> _Exercise aim_
Copy out each line exactly as it appears.
(begin)
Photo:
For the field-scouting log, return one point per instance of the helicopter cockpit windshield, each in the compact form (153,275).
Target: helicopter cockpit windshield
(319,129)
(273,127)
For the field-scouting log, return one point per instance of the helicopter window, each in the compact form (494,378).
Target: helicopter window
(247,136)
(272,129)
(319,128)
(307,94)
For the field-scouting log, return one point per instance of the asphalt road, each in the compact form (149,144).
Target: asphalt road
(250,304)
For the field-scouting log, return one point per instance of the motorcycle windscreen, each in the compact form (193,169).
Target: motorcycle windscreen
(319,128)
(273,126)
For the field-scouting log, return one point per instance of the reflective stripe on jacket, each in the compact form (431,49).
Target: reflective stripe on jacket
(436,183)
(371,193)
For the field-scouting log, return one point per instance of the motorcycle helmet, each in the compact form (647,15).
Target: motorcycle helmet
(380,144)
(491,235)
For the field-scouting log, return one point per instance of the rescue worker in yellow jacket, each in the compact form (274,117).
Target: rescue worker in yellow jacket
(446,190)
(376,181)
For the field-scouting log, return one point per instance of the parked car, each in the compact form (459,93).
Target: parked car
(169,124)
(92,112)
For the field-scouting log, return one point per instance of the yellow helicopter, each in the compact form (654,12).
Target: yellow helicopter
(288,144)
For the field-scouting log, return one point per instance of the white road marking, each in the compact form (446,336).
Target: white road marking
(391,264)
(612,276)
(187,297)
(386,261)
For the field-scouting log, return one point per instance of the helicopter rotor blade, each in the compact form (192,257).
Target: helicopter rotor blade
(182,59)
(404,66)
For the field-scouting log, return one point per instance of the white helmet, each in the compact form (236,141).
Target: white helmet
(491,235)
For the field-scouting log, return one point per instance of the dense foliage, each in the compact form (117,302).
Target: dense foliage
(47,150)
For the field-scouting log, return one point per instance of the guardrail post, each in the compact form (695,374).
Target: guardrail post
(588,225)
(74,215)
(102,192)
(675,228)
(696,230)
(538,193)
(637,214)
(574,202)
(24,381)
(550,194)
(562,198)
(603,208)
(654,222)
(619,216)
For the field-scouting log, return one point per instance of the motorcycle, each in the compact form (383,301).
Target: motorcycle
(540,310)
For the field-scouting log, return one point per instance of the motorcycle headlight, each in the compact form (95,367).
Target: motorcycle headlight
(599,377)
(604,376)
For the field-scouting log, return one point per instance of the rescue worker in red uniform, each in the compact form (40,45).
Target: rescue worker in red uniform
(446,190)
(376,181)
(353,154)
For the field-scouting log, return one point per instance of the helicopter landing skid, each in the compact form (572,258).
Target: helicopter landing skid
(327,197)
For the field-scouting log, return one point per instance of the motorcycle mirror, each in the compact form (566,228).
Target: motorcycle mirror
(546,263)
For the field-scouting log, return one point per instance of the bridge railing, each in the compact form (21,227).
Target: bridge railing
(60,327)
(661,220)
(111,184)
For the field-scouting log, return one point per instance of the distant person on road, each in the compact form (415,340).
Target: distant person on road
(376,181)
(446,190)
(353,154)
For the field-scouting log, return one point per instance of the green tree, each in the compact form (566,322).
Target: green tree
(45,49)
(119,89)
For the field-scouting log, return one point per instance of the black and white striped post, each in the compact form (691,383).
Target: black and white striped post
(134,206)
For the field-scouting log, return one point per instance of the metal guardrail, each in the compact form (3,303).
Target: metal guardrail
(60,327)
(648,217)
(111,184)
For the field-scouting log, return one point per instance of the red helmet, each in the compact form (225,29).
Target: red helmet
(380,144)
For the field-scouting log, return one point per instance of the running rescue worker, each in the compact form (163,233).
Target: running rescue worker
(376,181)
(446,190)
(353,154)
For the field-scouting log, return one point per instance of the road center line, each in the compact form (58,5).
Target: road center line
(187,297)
(end)
> _Correct result_
Photo:
For the field-scouting log, return one point per instance of the helicopter cockpit windshield, each in the compact form (153,275).
Target: helicopter cockpit windshield
(319,129)
(273,127)
For the field-scouting log, return one point per instance of the helicopter window, each in the compact form (494,378).
Target: helicopter window
(247,136)
(272,129)
(319,128)
(307,94)
For the field-scouting log, return one point per instance of the asphalt road, each in the compact form (149,144).
Target: asphalt road
(250,304)
For the field-scouting log, return one point per instance of the motorcycle windscreen, each in the compact form (193,169).
Target: motorcycle windscreen
(319,128)
(273,126)
For the field-scouting log, return one point per instance of the reflective stripe on jacket, each in the compact form (431,49).
Target: reflective stripe on jacket
(436,183)
(371,193)
For the field-scouting log, return one point per instance of the motorcycle helmet, each in the compact form (647,15).
Target: motorcycle helmet
(380,144)
(491,235)
For the field-scouting log, return one point per instance of the rescue worker in yellow jacket, each in the compact form (274,117).
Target: rescue worker in yellow jacket
(446,190)
(376,181)
For the field-scouting log, return one point per instance of the parked car, each in the compact form (459,93).
Target: parked car
(169,124)
(92,112)
For the field-scouting log, return one point per instance of the yellow helicopter, each in the compact form (654,12).
Target: yellow helicopter
(288,144)
For the field-scouting log, return one point per instance of the white road marking, each in the compact form (446,336).
Target: white road marking
(391,264)
(612,276)
(187,297)
(386,261)
For the field-scouting log, return one point per instance of the helicopter rotor blade, each in the compact form (192,257).
Target: helicopter rotor blade
(182,59)
(404,66)
For the field-scouting log, return one point per instance of the white helmet, each in the compact form (236,141).
Target: white helmet
(491,235)
For the field-scouting log, return one point per instance of the dense foliage, each in the compact form (117,302).
Target: dense foliage
(47,150)
For the field-scouting log, return one point per instance of the guardrail post, each in the compact form (695,374).
Target: guardrail post
(588,225)
(74,215)
(102,192)
(675,228)
(696,230)
(538,193)
(637,214)
(574,202)
(24,381)
(550,194)
(562,198)
(603,208)
(654,222)
(619,216)
For the field-scouting log, return one point per instance of the motorcycle, each in the compact form (383,301).
Target: motorcycle
(540,310)
For the field-scouting log, return one point per instance of the motorcycle headlight, each in the compact form (95,367).
Target: motorcycle headlight
(599,377)
(604,376)
For the field-scouting log, return one point per instance of the rescue worker in red uniform, each in the compact form (40,45).
Target: rescue worker in red uniform
(446,190)
(376,181)
(353,154)
For the field-scouting log, return one point per instance of the helicopter landing skid, each in the compact form (572,258).
Target: helicopter landing skid
(327,197)
For the field-scouting log, return one point per instance of the motorcycle mirror, each in the compact form (566,228).
Target: motorcycle mirror
(546,263)
For the field-scouting log, return one point per instance of the bridge railing, each in the compact form (21,227).
Target: bridge railing
(60,327)
(661,220)
(111,184)
For the field-scouting log, return one point per instance of the distant person on road, each in the compact form (415,340).
Target: distant person on road
(376,181)
(446,190)
(353,154)
For the field-scouting log, return one point per instance of the green tree, each in the compact form (566,322).
Target: green tree
(45,49)
(119,89)
For the field-scouting log, return one point per instance of the black and white striped post, each in the compact form (691,383).
Target: black and white striped post
(134,206)
For the field-scouting log, return one point per instance of the metal guardrail, each in the compact form (3,303).
Target: metal guardrail
(60,327)
(648,217)
(111,184)
For the field-scouting log, return one point per instance of the red helmet, each in the compact form (225,29).
Target: red helmet
(380,144)
For the field-scouting log, return one point per instance of the running rescue worker, each in the compact form (163,233).
Target: running rescue worker
(376,181)
(446,190)
(353,154)
For the field-scouting log, return one point per instance of the road center line, each in the compact form (58,5).
Target: road center line
(187,297)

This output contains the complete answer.